What you will do » Please output exactly the run of lines that starts at the line with "Question. Point out each instance of the van" and ends at the last line of the records below.

Exercise materials »
==========
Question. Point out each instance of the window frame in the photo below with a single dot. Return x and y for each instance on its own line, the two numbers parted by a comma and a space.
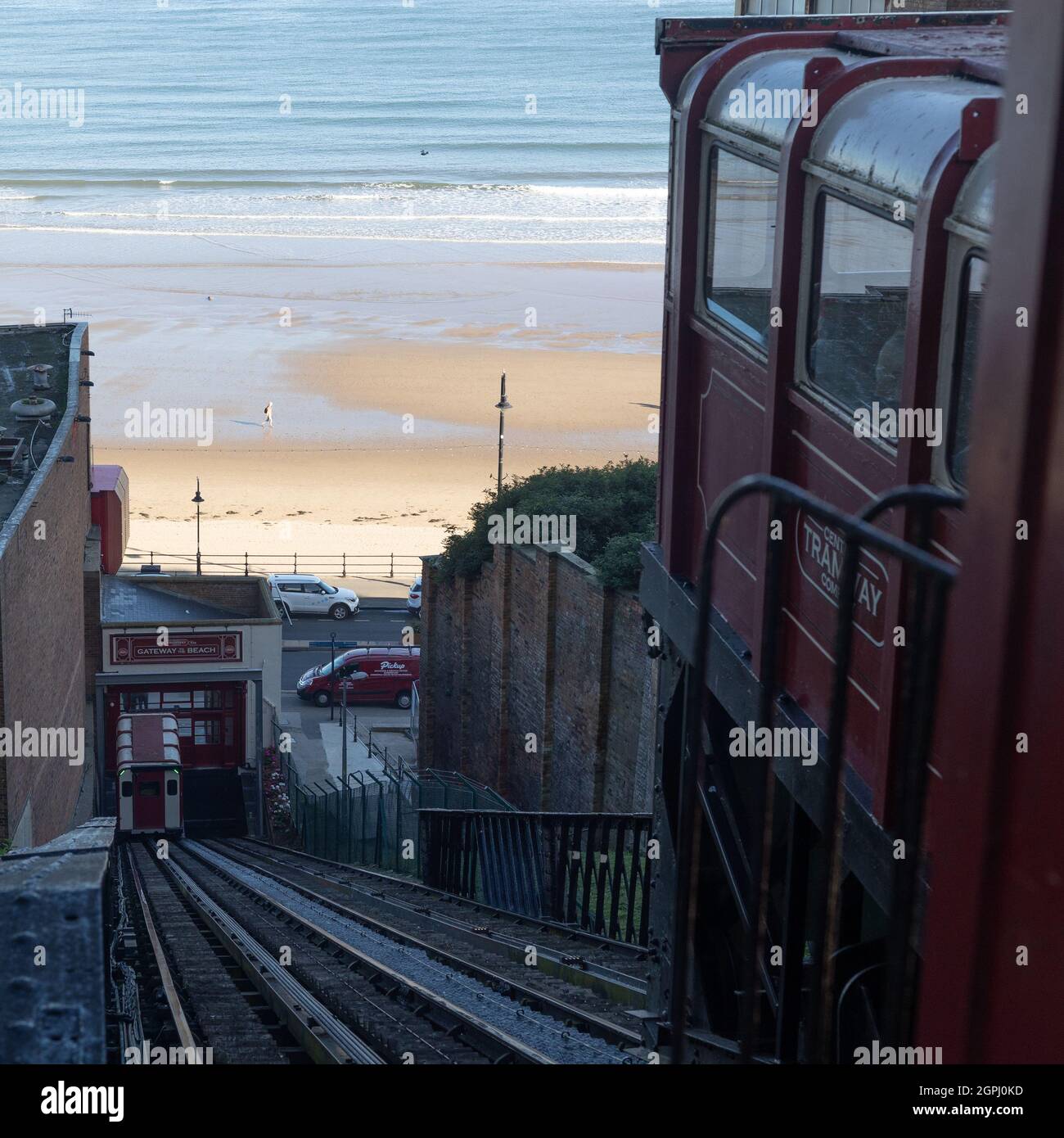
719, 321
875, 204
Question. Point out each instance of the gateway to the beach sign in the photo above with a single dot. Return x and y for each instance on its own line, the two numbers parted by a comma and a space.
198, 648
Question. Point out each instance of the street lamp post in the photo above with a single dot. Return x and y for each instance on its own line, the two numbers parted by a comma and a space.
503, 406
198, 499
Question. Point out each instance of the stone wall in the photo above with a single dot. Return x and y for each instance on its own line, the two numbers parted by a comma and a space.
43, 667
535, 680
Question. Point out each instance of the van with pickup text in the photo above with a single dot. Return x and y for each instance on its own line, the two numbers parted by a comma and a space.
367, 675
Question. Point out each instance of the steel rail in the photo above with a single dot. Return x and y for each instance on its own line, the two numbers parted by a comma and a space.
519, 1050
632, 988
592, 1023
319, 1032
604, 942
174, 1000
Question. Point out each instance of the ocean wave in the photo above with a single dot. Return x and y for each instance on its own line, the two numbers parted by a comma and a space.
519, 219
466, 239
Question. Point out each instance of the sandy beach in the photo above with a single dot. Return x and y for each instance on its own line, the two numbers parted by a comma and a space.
==========
Answer to the exercise »
Question. Point out each instance of the van with pickup text in the photo above with a single dot. Return x and y for each instance on its own line, the two numbers parted by a comma and a space.
367, 675
Question. Point out each instance of the steel rail in the photo above with a single dot. Return x and y for each instance on its own line, the two numbers parted by a comma and a space.
519, 1050
632, 988
592, 1023
319, 1032
604, 942
174, 1000
Question. Point out each instance of the ocean wave in the photo above with a single dot. Return x and y for each instance on its own line, the two numbers parted by a comma and a space.
519, 219
466, 239
Question. Point out each instance of the sandy beach in the photo above with a single dot. Return x and y for each instance on its own line, the two numbers parted by a comma and a space.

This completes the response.